#### [AIM OF THE TASK]
Repeat every entry word for word, skipping the pictures.

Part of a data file

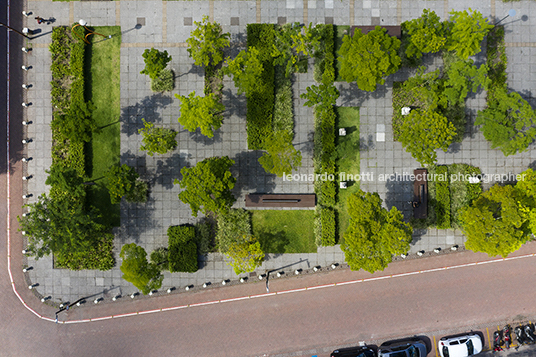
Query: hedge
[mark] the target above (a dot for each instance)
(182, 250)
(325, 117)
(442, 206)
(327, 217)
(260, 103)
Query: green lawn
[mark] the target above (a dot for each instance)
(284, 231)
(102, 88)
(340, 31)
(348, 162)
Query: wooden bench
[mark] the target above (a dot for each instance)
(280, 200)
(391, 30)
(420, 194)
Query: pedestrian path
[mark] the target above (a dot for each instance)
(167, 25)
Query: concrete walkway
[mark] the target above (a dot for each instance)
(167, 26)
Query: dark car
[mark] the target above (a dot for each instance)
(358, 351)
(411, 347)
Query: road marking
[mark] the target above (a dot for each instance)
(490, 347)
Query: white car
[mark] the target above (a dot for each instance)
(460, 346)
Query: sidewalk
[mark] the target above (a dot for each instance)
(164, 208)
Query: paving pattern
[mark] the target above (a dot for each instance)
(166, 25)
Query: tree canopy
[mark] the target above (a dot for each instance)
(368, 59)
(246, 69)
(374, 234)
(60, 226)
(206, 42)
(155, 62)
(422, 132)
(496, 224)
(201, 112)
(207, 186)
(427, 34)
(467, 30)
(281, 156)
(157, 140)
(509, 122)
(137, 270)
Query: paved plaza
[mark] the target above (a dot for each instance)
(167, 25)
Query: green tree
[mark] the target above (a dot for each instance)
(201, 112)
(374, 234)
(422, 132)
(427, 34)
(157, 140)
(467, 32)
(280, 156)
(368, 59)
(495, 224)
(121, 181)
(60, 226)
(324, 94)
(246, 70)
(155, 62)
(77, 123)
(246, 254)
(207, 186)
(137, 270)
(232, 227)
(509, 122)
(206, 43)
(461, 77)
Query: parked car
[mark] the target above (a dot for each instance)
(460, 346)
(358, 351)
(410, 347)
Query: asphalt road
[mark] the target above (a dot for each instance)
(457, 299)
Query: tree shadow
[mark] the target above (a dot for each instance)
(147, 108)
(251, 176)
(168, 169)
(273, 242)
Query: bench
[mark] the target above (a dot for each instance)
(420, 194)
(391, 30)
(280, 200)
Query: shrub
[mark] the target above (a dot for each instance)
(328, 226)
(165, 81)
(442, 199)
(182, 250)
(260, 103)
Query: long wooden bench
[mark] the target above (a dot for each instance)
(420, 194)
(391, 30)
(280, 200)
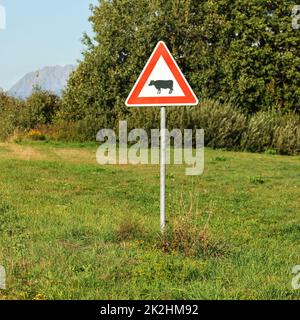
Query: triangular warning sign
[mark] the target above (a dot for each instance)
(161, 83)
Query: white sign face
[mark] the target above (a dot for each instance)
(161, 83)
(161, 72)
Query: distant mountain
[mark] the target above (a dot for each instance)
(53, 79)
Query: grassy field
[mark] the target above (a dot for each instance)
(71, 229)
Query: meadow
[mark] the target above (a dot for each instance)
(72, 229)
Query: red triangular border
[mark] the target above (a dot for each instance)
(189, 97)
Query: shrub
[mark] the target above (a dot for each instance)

#### [RESULT OF THIS EXERCISE]
Query: hedge
[mark] the target above (a dot for each instance)
(182, 250)
(325, 117)
(442, 206)
(327, 217)
(260, 103)
Query: green lawn
[mark] the target above (a dot for each instance)
(284, 231)
(102, 88)
(340, 31)
(348, 162)
Query: wooden bench
[mark] the target above (a dot for each instance)
(280, 200)
(391, 30)
(420, 194)
Query: pedestrian path
[mark] the target above (a dot for each instance)
(167, 25)
Query: concrete walkway
[mark] the target above (a dot for each instance)
(167, 26)
Query: dark car
[mark] the target above (a dot for each instance)
(358, 351)
(411, 347)
Query: road marking
[mark] the target above (a dot for each instance)
(490, 347)
Query: white car
[mark] the target above (a dot for each instance)
(460, 346)
Query: sidewalk
[mark] the target above (a dot for each instance)
(164, 208)
Query: paving pattern
[mark] the target above (a dot for each instance)
(166, 25)
Query: tree canopy
[mark] the target above (a dot for each instance)
(368, 59)
(246, 69)
(374, 234)
(60, 226)
(206, 42)
(155, 62)
(422, 132)
(496, 224)
(201, 112)
(207, 186)
(427, 34)
(467, 30)
(281, 156)
(157, 140)
(509, 122)
(137, 270)
Query: paved plaza
[mark] the target above (a dot for each instance)
(167, 25)
Query: green tree
[mark] the target above (a dot for each instance)
(201, 112)
(374, 234)
(422, 132)
(427, 34)
(157, 140)
(467, 32)
(280, 156)
(368, 59)
(495, 224)
(121, 181)
(60, 226)
(324, 94)
(246, 70)
(155, 62)
(77, 123)
(246, 254)
(207, 186)
(137, 270)
(232, 227)
(509, 122)
(206, 43)
(461, 77)
Query: parked car
[mark] the target above (a dot for each instance)
(460, 346)
(358, 351)
(410, 347)
Query: asphalt road
[mark] the target above (a dot for each instance)
(457, 299)
Query: tree shadow
[mark] the target above (a dot for each instance)
(147, 108)
(251, 176)
(168, 169)
(273, 242)
Query: bench
[mark] the target above (a dot for each instance)
(420, 194)
(391, 30)
(280, 200)
Query: shrub
[mark] the target above (a dot for each instance)
(328, 226)
(165, 81)
(442, 199)
(182, 250)
(260, 103)
Query: long wooden bench
[mark] the target above (a dot for each instance)
(420, 194)
(391, 30)
(280, 200)
Query: triangular warning sign
[mark] the target above (a dot for each instance)
(161, 83)
Query: white sign face
[mark] the target above (a dot for each instance)
(161, 83)
(161, 72)
Query: distant mountain
[mark] the target above (a dot for each instance)
(53, 79)
Query: grassy field
[mark] the target above (a dot for each instance)
(71, 229)
Query: meadow
[mark] the target above (a dot for each instance)
(72, 229)
Query: red triangular border
[mark] the target above (a dot for each instance)
(189, 97)
Query: shrub
[mark] the target above (a dot for each instance)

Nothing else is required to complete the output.